=== Quoted text ===
In this demonstration, we will show different speech separation models on wsj0_2mix.

The pretrained models can be download from a direct URL, or from zenodo and huggingface with the corresponding model ID.

[ ]:
!gdown --id 1TasZxZSnbSPsk_Wf7ZDhBAigS6zN8G9G -O enh_train_enh_tfgridnet_tf_lr-patience3_patience5_raw_valid.loss.ave.zip
!unzip enh_train_enh_tfgridnet_tf_lr-patience3_patience5_raw_valid.loss.ave.zip -d /content/enh_model_ss
[ ]:
import sys
import soundfile
from espnet2.bin.enh_inference import SeparateSpeech

# For models downloaded from GoogleDrive, you can use the following script:
separate_speech = SeparateSpeech(
  train_config="/content/enh_model_ss/exp/enh_train_enh_tfgridnet_tf_lr-patience3_patience5_raw/config.yaml",
  model_file="/content/enh_model_ss/exp/enh_train_enh_tfgridnet_tf_lr-patience3_patience5_raw/98epoch.pth",
  # for segment-wise process on long speech
  segment_size=2.4,
  hop_size=0.8,
  normalize_segment_scale=False,
  show_progressbar=True,
  ref_channel=None,
  normalize_output_wav=True,
  device="cuda:0",
)
=== Information supplied ===
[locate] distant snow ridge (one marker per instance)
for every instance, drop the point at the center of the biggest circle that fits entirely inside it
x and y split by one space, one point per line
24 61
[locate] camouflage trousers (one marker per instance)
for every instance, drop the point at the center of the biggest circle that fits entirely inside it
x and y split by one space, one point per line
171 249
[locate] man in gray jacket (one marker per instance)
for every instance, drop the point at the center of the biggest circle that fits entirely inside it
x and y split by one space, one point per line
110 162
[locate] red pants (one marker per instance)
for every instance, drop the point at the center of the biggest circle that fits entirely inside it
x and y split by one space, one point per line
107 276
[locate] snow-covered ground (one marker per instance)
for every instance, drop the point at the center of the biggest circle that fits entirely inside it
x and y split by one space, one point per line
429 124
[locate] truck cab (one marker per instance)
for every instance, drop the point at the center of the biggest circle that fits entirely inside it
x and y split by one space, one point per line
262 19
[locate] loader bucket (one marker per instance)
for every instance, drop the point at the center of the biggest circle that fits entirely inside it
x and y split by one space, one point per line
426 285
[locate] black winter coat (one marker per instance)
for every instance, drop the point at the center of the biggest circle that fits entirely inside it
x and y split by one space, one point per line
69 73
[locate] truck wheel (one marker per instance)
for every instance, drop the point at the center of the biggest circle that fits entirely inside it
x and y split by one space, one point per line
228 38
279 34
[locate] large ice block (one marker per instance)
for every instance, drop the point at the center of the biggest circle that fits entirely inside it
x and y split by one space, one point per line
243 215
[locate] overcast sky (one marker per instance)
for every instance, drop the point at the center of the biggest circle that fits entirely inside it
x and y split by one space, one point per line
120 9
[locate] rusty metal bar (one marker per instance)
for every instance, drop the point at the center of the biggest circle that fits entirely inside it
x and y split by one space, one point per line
===
- [Your instructions] Reproduce the speech separation walkthrough between "In this demonstration, we" and "corresponding model ID.", inclusive, substituting "tutorial" for "demonstration".

- [Task answer]
In this tutorial, we will show different speech separation models on wsj0_2mix.

The pretrained models can be download from a direct URL, or from zenodo and huggingface with the corresponding model ID.